EXERCISE INSTRUCTIONS: Although the data below holds other lines too, output only those from the line with "I need to know the whereabouts of the handrail" up to and including the line with "I need to know the whereabouts of the shop", exactly as they appear.

MATERIAL PROVIDED:
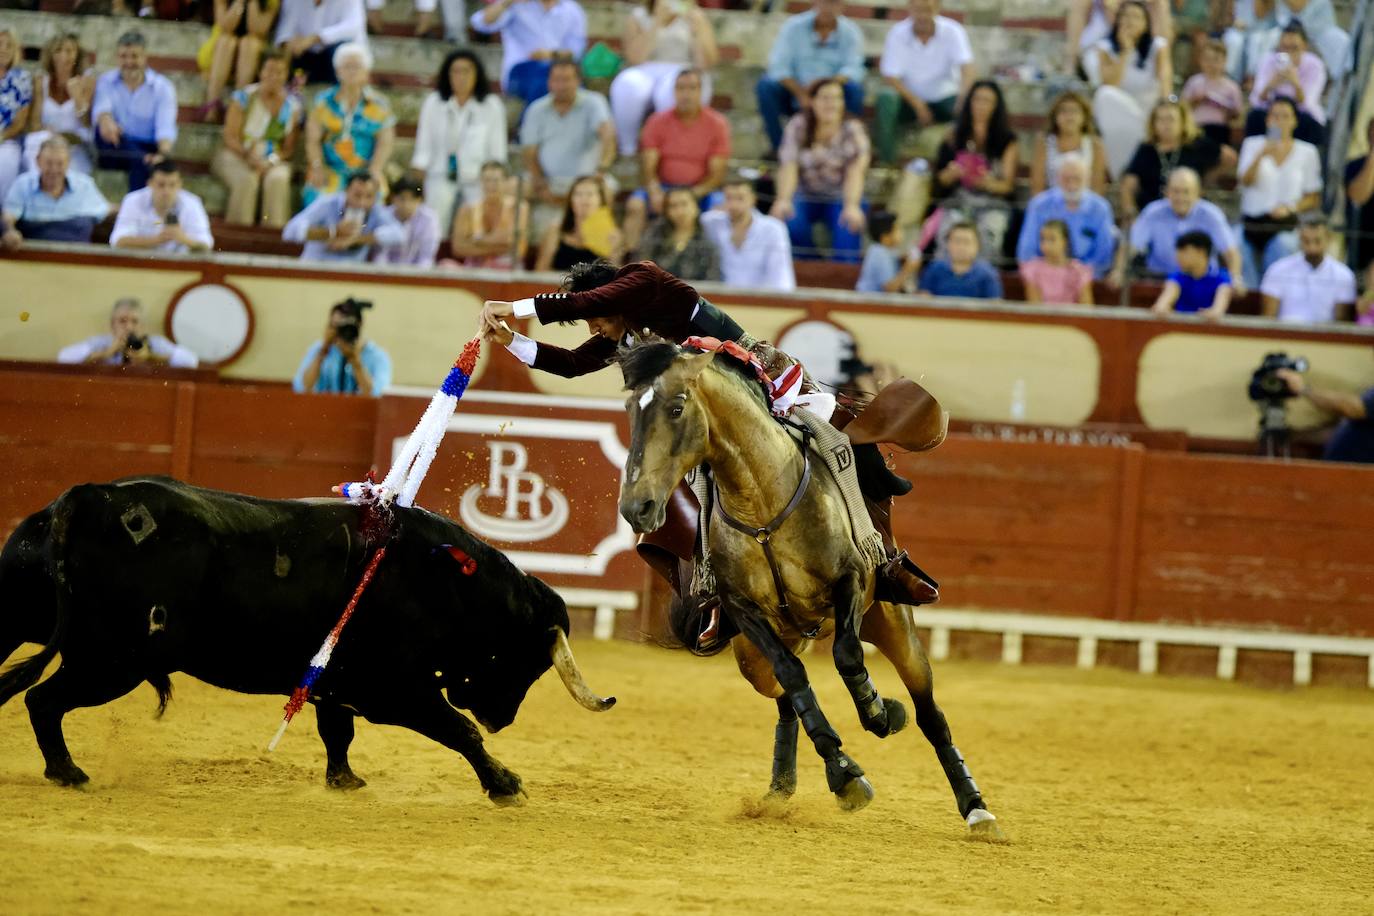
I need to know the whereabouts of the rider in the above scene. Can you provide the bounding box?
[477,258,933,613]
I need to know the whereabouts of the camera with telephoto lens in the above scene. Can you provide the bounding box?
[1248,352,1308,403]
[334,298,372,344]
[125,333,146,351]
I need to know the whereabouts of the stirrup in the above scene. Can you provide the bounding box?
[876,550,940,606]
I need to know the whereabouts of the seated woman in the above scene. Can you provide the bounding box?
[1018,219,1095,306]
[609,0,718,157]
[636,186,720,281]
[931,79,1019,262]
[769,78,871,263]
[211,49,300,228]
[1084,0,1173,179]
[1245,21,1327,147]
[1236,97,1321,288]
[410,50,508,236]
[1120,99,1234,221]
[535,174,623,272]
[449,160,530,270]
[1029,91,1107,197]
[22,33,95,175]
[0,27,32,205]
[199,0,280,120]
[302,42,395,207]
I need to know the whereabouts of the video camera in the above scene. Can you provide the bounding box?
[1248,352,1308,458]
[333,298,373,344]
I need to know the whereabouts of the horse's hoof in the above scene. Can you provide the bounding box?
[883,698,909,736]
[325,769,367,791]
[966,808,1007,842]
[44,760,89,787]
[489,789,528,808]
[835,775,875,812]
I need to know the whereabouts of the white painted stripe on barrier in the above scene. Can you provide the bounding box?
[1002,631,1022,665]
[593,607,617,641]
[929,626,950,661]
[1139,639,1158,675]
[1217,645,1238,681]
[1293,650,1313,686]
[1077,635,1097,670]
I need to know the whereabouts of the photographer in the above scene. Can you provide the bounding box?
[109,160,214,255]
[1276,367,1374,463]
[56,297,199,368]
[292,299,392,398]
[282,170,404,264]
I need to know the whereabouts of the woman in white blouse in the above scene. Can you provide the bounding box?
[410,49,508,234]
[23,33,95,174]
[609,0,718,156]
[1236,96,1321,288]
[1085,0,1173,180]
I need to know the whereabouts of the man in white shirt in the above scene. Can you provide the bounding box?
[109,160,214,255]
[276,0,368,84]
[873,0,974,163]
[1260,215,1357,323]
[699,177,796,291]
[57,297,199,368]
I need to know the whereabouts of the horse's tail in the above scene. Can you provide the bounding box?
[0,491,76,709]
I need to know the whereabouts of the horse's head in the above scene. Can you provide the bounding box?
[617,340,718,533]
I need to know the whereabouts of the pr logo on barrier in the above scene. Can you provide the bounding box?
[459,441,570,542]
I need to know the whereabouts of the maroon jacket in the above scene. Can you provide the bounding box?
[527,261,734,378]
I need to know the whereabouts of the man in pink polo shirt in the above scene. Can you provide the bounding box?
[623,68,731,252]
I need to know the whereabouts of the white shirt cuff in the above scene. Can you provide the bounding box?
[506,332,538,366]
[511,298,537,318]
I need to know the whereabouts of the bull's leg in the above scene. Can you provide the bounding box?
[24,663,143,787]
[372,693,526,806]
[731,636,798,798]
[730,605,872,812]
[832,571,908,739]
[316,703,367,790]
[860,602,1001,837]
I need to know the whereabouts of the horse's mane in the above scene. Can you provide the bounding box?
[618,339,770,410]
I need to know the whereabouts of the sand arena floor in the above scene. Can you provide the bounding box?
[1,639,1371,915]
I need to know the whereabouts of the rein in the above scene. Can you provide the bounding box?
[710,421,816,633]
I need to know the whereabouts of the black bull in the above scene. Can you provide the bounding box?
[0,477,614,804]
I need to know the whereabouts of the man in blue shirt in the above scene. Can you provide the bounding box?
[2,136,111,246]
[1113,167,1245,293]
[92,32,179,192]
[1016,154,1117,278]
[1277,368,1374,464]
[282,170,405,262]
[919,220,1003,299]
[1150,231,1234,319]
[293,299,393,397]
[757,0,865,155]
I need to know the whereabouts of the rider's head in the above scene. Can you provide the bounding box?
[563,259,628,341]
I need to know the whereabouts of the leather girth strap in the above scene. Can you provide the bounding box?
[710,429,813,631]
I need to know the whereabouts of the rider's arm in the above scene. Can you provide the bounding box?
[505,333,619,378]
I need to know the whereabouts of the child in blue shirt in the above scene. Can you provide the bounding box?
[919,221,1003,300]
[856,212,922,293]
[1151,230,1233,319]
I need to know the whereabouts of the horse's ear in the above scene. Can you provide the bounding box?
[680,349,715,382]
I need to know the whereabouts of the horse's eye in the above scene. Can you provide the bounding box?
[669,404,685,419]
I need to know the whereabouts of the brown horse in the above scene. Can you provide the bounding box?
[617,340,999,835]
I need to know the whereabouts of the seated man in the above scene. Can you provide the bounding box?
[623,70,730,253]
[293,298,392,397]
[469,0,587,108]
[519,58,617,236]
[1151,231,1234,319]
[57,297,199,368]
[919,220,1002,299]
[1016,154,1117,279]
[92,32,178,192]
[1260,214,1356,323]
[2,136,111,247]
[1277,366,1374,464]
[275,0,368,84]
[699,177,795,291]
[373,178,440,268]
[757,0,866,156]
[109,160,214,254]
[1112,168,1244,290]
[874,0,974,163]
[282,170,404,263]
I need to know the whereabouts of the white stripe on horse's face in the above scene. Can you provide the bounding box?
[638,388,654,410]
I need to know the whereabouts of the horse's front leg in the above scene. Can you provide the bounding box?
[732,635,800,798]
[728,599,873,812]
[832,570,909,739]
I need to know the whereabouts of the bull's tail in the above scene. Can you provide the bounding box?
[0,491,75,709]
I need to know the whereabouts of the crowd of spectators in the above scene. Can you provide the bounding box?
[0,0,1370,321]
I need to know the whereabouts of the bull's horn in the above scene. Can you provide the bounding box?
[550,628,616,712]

...

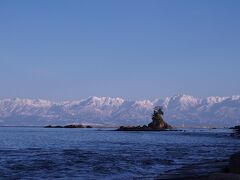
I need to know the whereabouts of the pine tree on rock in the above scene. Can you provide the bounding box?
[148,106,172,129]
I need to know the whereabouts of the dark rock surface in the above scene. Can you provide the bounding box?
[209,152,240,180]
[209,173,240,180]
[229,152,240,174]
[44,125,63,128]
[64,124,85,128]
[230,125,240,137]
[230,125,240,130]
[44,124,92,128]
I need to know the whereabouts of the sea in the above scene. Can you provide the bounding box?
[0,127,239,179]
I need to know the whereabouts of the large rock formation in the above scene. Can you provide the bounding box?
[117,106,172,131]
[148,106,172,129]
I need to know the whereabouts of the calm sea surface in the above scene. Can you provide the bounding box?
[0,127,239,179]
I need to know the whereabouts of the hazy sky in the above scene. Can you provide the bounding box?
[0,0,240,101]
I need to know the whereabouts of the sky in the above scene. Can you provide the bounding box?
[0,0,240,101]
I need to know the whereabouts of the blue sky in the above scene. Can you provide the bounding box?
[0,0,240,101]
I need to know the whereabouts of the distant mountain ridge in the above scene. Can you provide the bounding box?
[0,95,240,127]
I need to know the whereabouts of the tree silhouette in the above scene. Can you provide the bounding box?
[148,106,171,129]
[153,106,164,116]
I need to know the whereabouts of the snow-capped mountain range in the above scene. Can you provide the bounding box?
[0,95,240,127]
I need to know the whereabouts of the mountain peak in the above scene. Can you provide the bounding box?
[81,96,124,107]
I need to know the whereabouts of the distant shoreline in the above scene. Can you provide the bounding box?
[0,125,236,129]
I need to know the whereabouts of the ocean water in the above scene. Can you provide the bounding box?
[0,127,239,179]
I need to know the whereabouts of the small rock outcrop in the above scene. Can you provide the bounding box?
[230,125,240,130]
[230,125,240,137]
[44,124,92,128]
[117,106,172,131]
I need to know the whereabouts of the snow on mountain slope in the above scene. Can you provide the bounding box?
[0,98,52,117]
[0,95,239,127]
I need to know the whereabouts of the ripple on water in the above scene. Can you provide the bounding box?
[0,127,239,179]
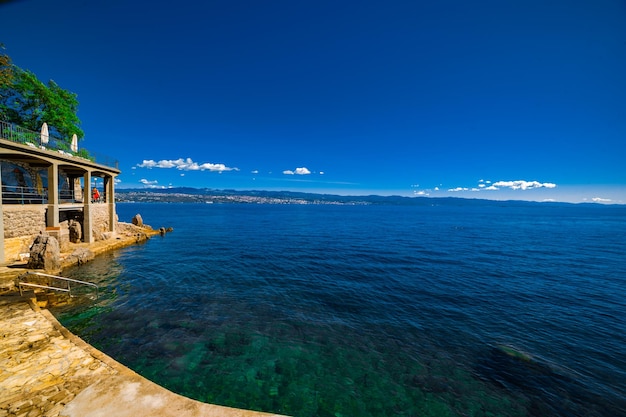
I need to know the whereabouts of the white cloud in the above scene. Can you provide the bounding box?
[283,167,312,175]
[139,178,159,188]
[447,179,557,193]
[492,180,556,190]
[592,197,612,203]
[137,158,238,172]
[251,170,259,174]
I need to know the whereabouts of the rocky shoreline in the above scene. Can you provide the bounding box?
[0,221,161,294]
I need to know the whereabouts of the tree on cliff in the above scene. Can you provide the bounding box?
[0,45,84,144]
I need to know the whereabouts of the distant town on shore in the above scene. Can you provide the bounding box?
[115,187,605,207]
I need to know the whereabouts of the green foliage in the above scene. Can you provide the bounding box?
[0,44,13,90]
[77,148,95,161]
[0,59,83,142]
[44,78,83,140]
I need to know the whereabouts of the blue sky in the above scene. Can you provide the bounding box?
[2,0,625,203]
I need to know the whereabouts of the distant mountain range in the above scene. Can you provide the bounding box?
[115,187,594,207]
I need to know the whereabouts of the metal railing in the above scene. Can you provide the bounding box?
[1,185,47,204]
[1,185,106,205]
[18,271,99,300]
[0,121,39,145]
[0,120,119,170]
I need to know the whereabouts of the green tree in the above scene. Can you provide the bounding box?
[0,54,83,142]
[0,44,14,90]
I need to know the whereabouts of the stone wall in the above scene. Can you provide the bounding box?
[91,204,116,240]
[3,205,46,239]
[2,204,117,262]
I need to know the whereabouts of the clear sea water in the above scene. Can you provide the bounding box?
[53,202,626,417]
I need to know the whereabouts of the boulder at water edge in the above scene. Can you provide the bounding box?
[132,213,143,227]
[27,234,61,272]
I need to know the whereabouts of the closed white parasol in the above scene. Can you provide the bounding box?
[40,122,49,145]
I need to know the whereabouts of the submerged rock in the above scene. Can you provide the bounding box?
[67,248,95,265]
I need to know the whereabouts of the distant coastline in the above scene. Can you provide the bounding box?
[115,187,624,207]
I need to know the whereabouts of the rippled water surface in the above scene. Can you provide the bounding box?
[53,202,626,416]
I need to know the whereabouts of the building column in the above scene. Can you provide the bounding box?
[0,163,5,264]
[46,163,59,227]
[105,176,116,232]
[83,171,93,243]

* * *

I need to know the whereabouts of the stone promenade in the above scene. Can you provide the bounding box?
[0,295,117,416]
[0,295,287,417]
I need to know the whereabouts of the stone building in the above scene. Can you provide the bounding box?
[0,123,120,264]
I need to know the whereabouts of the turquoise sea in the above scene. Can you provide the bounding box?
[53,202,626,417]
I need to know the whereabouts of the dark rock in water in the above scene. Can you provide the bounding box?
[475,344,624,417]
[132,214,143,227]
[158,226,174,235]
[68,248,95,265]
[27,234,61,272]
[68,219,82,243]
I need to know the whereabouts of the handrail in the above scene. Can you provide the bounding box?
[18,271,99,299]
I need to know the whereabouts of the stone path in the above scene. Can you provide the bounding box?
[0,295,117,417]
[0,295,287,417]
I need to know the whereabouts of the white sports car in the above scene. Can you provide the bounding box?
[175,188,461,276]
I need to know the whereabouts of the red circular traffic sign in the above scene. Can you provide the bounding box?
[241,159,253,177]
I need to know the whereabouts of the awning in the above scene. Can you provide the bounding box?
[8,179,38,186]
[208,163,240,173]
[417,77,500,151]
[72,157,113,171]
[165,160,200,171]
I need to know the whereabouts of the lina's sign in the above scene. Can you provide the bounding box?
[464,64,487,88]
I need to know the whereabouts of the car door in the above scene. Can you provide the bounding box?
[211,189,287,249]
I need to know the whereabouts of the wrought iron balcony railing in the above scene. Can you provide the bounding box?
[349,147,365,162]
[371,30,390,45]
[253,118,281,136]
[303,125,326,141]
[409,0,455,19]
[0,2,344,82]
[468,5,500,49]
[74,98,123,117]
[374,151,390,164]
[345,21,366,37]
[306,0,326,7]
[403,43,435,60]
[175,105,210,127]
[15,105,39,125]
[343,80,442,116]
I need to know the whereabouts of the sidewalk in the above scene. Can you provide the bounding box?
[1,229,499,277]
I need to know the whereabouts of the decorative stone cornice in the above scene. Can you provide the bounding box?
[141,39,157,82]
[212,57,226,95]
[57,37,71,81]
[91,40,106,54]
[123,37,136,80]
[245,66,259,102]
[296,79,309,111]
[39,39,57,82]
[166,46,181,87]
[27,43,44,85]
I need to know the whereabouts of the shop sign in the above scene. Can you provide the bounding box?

EXERCISE OUTPUT:
I need to know the whereabouts of the handrail in the above scene. Can you provide the bounding box?
[18,271,99,299]
I need to know the whereabouts of the stone path in the above scene. Can you provide the bounding box?
[0,295,117,417]
[0,295,287,417]
I need to know the whereabouts of the white sports car in the above scene. Can you provide the bounding box?
[175,188,461,276]
I need to know the whereabouts of the red circular traffic sign in the above scene. Can you provide the bounding box?
[241,159,253,177]
I need to know the whereabouts of the awning in the above scene. Can you provide the bounding box?
[8,179,38,186]
[208,163,240,173]
[417,77,500,151]
[72,157,113,171]
[165,160,200,171]
I need to know the whereabouts of the lina's sign in the above scene. Can you provide the bounding box?
[464,64,487,88]
I need to know the whereabouts of the car door in the above scene. Can you provide the bounding box?
[211,189,287,249]
I need to know the whereabouts of the wrought iron balcony railing in the above scene. Can you provide the bounding box?
[349,147,365,162]
[371,30,390,45]
[253,118,281,136]
[303,125,326,141]
[409,0,455,19]
[0,2,344,82]
[468,5,500,49]
[74,98,123,117]
[374,151,390,164]
[345,21,366,37]
[306,0,326,7]
[403,43,435,60]
[175,105,210,127]
[15,105,39,125]
[343,80,442,116]
I need to know the whereabouts of the sidewalk in the above scene. Can you provide the bounding box?
[1,229,499,277]
I need to know the whereabouts of the decorative stone cornice in the above scene. Can you provide the bounding box?
[141,39,157,82]
[212,57,226,95]
[57,37,71,81]
[91,40,106,54]
[123,37,136,80]
[245,66,259,102]
[296,79,309,111]
[39,39,57,82]
[166,46,181,87]
[27,43,44,85]
I need to know the whereabouts of the shop sign in the above scene. Can you provide the bounding box?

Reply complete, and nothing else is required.